[La consigne] D'après l'extrait sur l'exposition de Romuald Jandolo, quel titre le plasticien a-t-il donné à sa proposition au Confort Moderne ?

Jusqu’au 21 décembre, le Confort Moderne, à Poitiers, ouvre la totalité de son espace d’exposition au plasticien Romuald Jandolo qui propose « Pardon pour la lumière ». Surnaturelle et grotesque, angoissante et hypnotique, triviale et sacrée, une proposition d’une richesse insoupçonnée.
De prime abord, il serait aisé de ne s’en tenir qu’à ce que le regard embrasse. Déluge de sequins, ballots de foin, copeaux de bois, cage aux fauves, salle de classe, et une centaine de spectres, dont une bonne moitié en version derviches tourneurs, mais au ralenti. Ce qui, avouons-le, constitue déjà une expérience de taille, inattendue, avant d’avoir franchi l’étincelant rideau d’entrée.
Hormis deux yeux aussi noirs que vides, cette compagnie de créatures muettes se distingue d’emblée par ses insensés couvre-chefs coniques, évoquant pêle-mêle le Judenhut de l’Inquisition, le hennin bourguignon du XVe siècle, le capirote arboré durant la Semaine Sainte par les pénitents espagnols du XIIIe siècle, le Klu Klux Klan, sans omettre le chapeau pointu cher à la confrérie de la sorcellerie, de Gandalf le gris à Megg. Brillant de mille feux, dans un silence à peine troublé par la bande-son expérimentale du film In the Land (2019), ces matassins, selon les propres termes de Romuald Jandolo, semblent à la fois ailleurs et terriblement oppressants.

[Fiches d'annotation de détection]
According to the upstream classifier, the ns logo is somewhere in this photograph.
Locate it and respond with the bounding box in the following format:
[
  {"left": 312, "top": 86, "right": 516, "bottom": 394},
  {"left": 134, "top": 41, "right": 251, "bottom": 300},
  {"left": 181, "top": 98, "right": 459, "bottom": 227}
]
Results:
--
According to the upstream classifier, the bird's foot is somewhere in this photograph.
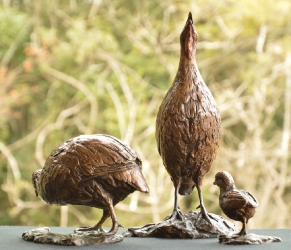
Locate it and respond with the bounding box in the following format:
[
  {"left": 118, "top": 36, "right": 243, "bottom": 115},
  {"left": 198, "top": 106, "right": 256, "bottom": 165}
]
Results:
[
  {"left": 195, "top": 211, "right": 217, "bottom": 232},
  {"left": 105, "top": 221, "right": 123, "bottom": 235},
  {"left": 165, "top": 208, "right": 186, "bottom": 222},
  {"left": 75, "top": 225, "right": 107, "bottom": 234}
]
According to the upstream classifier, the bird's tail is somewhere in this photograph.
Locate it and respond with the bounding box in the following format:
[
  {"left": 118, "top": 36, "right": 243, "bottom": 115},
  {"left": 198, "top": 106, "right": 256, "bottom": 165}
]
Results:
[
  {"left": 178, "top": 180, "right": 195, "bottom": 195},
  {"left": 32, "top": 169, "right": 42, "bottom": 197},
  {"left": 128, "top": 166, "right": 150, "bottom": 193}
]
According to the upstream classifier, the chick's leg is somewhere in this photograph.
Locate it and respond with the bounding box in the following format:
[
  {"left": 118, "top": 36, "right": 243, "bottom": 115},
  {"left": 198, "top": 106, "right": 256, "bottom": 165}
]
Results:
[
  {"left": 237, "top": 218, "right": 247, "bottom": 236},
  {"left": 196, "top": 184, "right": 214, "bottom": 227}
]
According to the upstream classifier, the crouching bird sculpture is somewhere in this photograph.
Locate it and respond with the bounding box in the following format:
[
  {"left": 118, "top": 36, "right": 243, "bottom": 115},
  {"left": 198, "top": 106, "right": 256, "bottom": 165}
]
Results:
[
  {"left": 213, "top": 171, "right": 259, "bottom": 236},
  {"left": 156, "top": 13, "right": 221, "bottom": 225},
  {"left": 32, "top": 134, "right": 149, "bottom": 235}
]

[Réponse rédigée] « Pardon pour la lumière ».